The next major factor was that Eric and Graham especially were concerned about making some money next year – so far, making a film is the least lucrative thing we’ve done. To solve this we decided to try and fix up a two-or three-week university tour in April, on the lines of our successful Coventry Festival show a couple of years ago.

Later in the evening, Eric rang me up – still a little worried about where work, therefore loot, was to come from in the next year. I had mentioned my keenness to do some more TV next Christmas and Eric was ringing to lend support to this. Has today seen the first seeds of a new post-Python TV series, without John and possibly without Graham, or will we, as I forecast, find ourselves all together again next December?

It rained all day. I gave up [John Barth’s] The Sot-Weed Factor on page 440 and started to read Laurie Lee’s Cider with Rosie, by the fire.

Tuesday, December 5th


Drove to Harrods to see around their own chocolate factory – the first breakthrough in our protracted attempts to gain some first-hand experience of a chocolate factory for our ‘Black and Blue’ script. Harrods was like an ocean liner in the dark, rainy, wild evening. A Mr Jackson from the confectionery department, white-haired, but probably no more than 50, with a knowing smile and a rather self-deprecating manner, took us into Harrods underground travel network via a Colditz-style entrance behind the butchery department. We walked under Knightsbridge, feeling even more as tho’ we were in an ocean liner – only this time in the engine room.

● ● ● ●

Given request a: Extract every line of the listing that contains the string "jersey", matching case exactly.
The listing that follows is unrelated to the diary excerpt.

● ● ● ●

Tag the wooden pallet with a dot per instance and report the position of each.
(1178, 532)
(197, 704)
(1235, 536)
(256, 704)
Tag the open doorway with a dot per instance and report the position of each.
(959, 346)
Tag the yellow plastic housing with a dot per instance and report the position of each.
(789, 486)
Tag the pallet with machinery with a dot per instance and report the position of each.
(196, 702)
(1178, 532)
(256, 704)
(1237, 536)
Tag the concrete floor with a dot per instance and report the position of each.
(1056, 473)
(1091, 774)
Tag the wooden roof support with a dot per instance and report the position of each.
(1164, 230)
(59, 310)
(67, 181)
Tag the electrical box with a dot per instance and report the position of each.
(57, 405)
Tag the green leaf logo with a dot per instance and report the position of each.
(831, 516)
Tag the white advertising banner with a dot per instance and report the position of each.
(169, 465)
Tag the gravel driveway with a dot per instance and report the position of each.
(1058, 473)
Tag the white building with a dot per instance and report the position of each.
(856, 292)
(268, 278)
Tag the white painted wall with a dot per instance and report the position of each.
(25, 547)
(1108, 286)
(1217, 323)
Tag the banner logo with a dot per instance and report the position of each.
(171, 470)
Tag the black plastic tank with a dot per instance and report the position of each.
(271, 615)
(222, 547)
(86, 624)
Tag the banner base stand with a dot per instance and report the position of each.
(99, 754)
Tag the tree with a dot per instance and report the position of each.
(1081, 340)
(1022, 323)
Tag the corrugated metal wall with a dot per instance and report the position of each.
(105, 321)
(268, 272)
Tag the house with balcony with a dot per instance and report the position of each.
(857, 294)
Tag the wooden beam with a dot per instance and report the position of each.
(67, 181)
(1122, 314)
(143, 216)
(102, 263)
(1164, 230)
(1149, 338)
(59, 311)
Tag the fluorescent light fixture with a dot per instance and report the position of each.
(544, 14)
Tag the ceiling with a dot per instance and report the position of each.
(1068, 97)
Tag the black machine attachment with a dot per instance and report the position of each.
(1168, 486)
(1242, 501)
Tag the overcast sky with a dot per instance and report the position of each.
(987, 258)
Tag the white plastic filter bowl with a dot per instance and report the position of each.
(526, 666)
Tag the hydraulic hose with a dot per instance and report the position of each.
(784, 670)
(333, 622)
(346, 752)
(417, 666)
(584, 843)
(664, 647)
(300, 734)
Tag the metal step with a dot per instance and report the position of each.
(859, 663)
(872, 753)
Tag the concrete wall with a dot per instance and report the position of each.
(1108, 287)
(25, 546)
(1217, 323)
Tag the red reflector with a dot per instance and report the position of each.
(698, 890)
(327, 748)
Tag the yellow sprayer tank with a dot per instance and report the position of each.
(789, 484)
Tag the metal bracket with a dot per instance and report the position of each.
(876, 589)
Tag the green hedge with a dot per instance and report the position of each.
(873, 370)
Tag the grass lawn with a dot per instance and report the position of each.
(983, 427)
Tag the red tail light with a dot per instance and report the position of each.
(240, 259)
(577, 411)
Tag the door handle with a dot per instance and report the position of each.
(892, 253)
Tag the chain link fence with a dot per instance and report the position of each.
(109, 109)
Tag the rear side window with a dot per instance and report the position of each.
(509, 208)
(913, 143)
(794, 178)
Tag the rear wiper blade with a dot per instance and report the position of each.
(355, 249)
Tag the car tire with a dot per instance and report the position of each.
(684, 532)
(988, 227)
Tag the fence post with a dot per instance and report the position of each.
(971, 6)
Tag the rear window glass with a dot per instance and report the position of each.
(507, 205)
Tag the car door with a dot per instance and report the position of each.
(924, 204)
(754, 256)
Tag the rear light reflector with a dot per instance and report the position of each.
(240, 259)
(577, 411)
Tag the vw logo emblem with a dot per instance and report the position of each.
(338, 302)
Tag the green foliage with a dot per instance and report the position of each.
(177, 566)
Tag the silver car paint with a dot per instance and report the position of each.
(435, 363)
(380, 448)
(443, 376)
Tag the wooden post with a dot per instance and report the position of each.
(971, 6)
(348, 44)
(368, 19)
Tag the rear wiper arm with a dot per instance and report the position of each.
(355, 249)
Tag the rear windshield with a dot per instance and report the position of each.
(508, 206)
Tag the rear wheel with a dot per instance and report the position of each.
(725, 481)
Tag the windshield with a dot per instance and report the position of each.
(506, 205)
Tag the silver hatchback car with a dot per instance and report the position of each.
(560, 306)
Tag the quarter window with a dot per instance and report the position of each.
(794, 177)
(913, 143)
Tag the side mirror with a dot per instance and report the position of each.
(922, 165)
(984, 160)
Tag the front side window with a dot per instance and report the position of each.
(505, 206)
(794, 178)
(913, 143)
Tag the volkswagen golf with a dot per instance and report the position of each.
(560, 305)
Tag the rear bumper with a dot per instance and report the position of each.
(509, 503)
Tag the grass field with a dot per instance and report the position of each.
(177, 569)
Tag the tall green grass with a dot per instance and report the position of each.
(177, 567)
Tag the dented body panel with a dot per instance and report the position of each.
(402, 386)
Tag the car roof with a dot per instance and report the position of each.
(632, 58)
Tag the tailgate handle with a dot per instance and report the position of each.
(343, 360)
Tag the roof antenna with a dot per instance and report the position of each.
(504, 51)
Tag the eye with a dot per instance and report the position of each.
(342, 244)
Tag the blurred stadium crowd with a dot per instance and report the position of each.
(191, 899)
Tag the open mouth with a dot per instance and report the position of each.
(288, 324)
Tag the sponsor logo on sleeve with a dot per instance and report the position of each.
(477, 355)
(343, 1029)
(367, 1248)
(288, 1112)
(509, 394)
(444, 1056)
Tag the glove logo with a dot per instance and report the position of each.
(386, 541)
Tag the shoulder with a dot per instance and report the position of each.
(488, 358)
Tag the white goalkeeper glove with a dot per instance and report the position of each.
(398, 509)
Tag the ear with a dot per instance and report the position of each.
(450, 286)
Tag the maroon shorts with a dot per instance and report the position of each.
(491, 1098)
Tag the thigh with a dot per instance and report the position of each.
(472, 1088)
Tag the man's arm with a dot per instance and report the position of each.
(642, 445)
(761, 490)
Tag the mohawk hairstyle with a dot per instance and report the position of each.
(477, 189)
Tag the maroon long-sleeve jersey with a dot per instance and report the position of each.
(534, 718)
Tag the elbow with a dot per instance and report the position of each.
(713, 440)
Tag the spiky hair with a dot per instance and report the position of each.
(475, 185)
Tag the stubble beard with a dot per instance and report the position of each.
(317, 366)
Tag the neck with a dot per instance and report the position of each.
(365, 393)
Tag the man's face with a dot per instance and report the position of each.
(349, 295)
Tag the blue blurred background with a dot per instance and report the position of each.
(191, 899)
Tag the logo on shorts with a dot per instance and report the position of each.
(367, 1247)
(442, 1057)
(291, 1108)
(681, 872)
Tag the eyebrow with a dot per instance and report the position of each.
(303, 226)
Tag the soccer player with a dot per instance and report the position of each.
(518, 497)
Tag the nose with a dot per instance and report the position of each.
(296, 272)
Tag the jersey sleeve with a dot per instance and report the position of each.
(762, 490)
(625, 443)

● ● ● ●

Given request b: According to the diary excerpt, on what page did the writer give up The Sot-Weed Factor?

Correct response a:
Tag the maroon long-sleeve jersey with a dot per instance and report the position of each.
Tag the jersey sleeve with a dot per instance and report the position of each.

Correct response b: Page 440.